_Fragment strony_:
^^^^^^^^

Zwierzęta wiejskie to jeden z tych tematów, które nie mogą się nie udać. Idealny dla dzieci uczących się mówić (moi żłobkowicze potwierdzają:)) czy z opóźnionym rozwojem mowy. Starszaki też nie narzekają:)
1. Historyjek i bajek, które możemy wykorzystać w ramach wprowadzenia, jest na rynku mnóstwo. Na pewno znajdziemy kilka historyjek obrazkowych w zbiorach „Świat opowiadany” i „Nowy świat opowiadany”. Ale ja sięgam na półkę z książkami córki – tu mam spory wybór. Do dziś bardzo lubimy książeczki „Nieśmiały kotek” czy „Mały piesek” Urszuli Kozłowskiej (Grupa Wydawnicza Foksal), a swego czasu hitem była dźwiękowa opowiastka „Detektyw Azor prowadzi śledztwo” (wiem, że te nagrane dźwięki są koszmarnej jakości, ale jestem w stanie to przeżyć, bo historyjka jest na tyle ciekawa, że mocno angażuje dzieci). W tym roku stawiam na „Jano i Wito. Na wsi” Wioli Wołoszyn:)
Do zajęć indywidualnych możemy wykorzystać inne pozycje książkowe. Z mojej domowej biblioteczki wyciągnęłam:
– „Mali odkrywcy. Na Wsi” – Grupa Wydawnicza Foksal
– „Rok na wsi” – Magdalena Kozieł – Nowak
– „Poszukaj i znajdź. W gospodarstwie” – Wydawnictwo Olesiejuk
– „Słówka dla maluchów. W gospodarstwie” – Wydawnictwo Olesiejuk
– „Dotknij, poczuj i podążaj paluszkiem po śladzie. Zwierzęta” – YoYo Books
2. Ćwiczenia słuchowe.
Zwierzęta pozwalają na olbrzymią ilość zabaw dźwiękonaśladowczych i ćwiczeń słuchowych.
Od kilku lat korzystam z aplikacji Odgłosy zwierząt HD, dzięki której mogę puścić dzieciom prawdziwe dźwięki wydawane przez mieszkańców wsi. W apce można dodatkowo zaznaczyć gwiazdką zwierzęta „ulubione” i wtedy tworzy nam się playlista – jeśli mamy przygotowane karty obrazkowe, możemy je pokazywać zamiast zdjęć na tablecie lub telefonie (ale przyznam, że dzieci zawsze chcą jeszcze zobaczyć, co tam jest na ekranie, więc często się uginam i pokazuje mój zalaminowany obrazek, a jako ciekawostkę – zdjęcie zwierzęcia).

^^^^^^^^

_Dostarczone dane_:

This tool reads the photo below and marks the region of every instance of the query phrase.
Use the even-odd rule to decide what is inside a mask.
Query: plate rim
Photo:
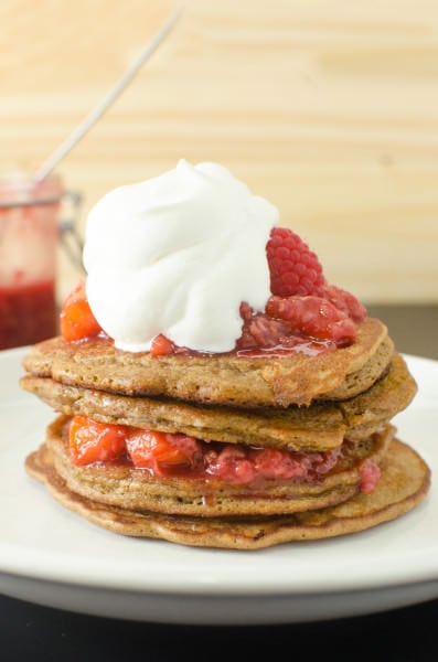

^^^^^^^^

_Wymagania zadania_: Przepisz z fragmentu strony część, która zaczyna się słowami „Do zajęć indywidualnych”, a kończy słowami „i ćwiczeń słuchowych.”, zastępując w niej „zabaw” wyrazem „gier”. Dane są osobnym materiałem, niezależnym od fragmentu strony.

_Rozwiązanie zadania_:
Do zajęć indywidualnych możemy wykorzystać inne pozycje książkowe. Z mojej domowej biblioteczki wyciągnęłam:
– „Mali odkrywcy. Na Wsi” – Grupa Wydawnicza Foksal
– „Rok na wsi” – Magdalena Kozieł – Nowak
– „Poszukaj i znajdź. W gospodarstwie” – Wydawnictwo Olesiejuk
– „Słówka dla maluchów. W gospodarstwie” – Wydawnictwo Olesiejuk
– „Dotknij, poczuj i podążaj paluszkiem po śladzie. Zwierzęta” – YoYo Books
2. Ćwiczenia słuchowe.
Zwierzęta pozwalają na olbrzymią ilość gier dźwiękonaśladowczych i ćwiczeń słuchowych.